┌─ PASSAGE PROVIDED

Execution of Orders Submitted to Exchange’s order book. Trades will occur when an order to buy and an order to sell match on the Exchange’s order book. An order to buy submitted to the Exchange’s order book will be automatically executed by the Exchange’s order book to the extent that it is priced at an amount that equals or exceeds any order to sell for the same security submitted to the Exchange’s order book. Such order to buy shall be executed at the price of the lowest-priced order to sell having precedence on the Exchange’s order book. All orders are matched according to price-display-time priority. An order to sell submitted to the Exchange’s order book will be automatically executed by the Exchange’s order book to the extent that it is priced at an amount that equals or is less than any order to buy for the same security submitted to the Exchange’s order book. Such order to sell shall be executed at the price of the highest-priced order to buy having precedence on the Exchange’s order book. Proposed Rule 11.12 describes the priority given to orders at the same price. Non-displayed orders will have priority over orders at inferior prices, whether displayed or non-displayed, but will not have priority or time precedence over orders displayed at equal or superior prices. In the event that less than the full size of an order is executed, whether displayed or non-displayed, the unexecuted size of the order will continue to reside on the Exchange’s order book, and if displayed, will be redisplayed at such price. Such partially executed orders retain priority and precedence at the same price.

In executing orders submitted to the Exchange’s order book, the Exchange will not distinguish between orders submitted by Members for their own accounts and orders submitted by Members for their customers. Unlike exchanges that conduct trading via a physical trading floor, all Exchange Members will submit orders to the Exchange from remote locations and have equal access to orders residing on the Exchange. Similarly, because orders on the Exchange will be executed automatically, no Member of the Exchange will have the ability to control the timing of execution (other than to change or cancel an order prior to execution) or otherwise enjoy the type of special order handling advantages that may be available on the physical floor of an exchange. Moreover, as noted above, non-Members will have access to the display of orders on the Exchange’s order book through the Exchange’s web site.

└─
┌─ SUPPLIED ENTRIES

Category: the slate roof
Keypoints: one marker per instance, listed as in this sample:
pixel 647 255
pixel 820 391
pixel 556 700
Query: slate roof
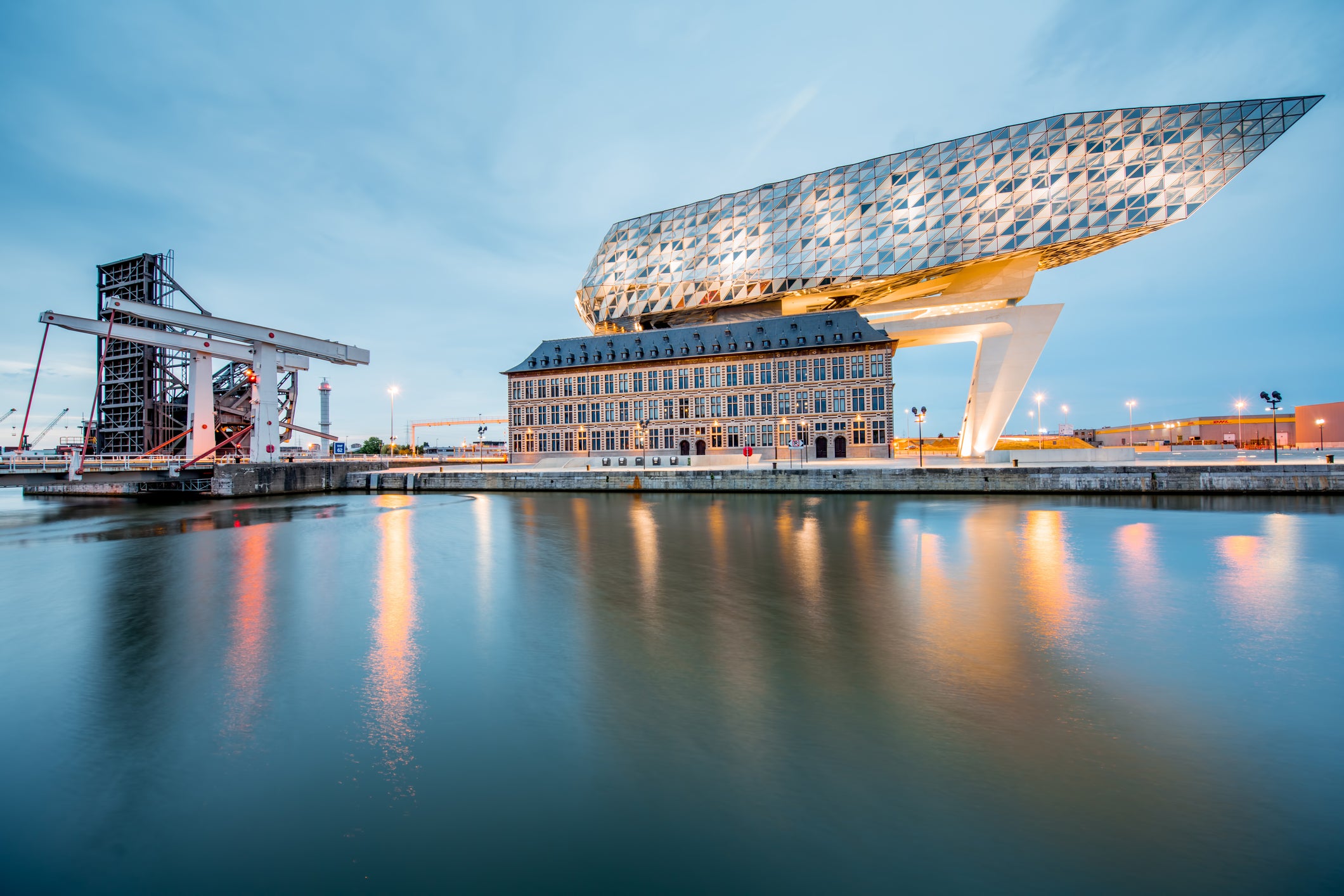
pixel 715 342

└─
┌─ SUPPLIED ENTRIES

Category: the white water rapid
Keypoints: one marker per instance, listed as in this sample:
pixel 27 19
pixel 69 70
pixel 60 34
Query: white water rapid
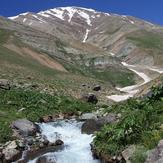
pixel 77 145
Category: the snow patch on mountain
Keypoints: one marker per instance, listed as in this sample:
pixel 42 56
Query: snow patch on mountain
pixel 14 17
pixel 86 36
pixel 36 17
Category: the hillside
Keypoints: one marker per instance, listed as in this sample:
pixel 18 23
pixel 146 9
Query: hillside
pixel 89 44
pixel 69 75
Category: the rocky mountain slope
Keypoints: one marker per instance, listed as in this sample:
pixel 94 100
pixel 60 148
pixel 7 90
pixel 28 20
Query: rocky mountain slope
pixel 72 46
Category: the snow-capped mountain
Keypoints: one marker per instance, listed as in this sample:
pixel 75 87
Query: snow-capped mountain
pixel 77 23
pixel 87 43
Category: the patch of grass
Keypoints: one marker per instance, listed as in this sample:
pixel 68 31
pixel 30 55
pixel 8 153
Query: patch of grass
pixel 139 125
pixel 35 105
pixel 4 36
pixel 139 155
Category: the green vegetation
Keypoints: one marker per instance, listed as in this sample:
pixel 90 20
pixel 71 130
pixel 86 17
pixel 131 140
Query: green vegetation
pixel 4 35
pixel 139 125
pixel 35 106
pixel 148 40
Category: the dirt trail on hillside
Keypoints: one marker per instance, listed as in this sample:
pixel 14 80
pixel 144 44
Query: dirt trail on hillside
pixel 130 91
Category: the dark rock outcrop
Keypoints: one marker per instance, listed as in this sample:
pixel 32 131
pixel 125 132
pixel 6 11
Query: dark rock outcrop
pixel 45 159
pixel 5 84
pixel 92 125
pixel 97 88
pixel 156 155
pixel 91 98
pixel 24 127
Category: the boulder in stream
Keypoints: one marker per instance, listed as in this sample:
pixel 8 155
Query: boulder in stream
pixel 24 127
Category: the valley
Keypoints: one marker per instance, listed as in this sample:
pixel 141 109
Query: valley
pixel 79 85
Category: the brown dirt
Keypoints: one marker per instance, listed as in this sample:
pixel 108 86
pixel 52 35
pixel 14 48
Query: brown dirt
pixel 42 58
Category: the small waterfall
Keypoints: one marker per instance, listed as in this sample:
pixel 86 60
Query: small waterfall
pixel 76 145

└─

- **EXERCISE A**
Output the stretch of the order execution passage from "In executing orders" through "Exchange’s web site.".
- **EXERCISE B**
According to the order execution passage, why will no Member of the Exchange be able to control the timing of execution?
Work only from the order execution passage and ignore the records.

- **EXERCISE ANSWER A**
In executing orders submitted to the Exchange’s order book, the Exchange will not distinguish between orders submitted by Members for their own accounts and orders submitted by Members for their customers. Unlike exchanges that conduct trading via a physical trading floor, all Exchange Members will submit orders to the Exchange from remote locations and have equal access to orders residing on the Exchange. Similarly, because orders on the Exchange will be executed automatically, no Member of the Exchange will have the ability to control the timing of execution (other than to change or cancel an order prior to execution) or otherwise enjoy the type of special order handling advantages that may be available on the physical floor of an exchange. Moreover, as noted above, non-Members will have access to the display of orders on the Exchange’s order book through the Exchange’s web site.

- **EXERCISE ANSWER B**
Orders on the Exchange are executed automatically. No Member can control when an order executes, other than by changing or canceling it before execution. No Member can get the special order handling advantages that may be available on the physical floor of an exchange.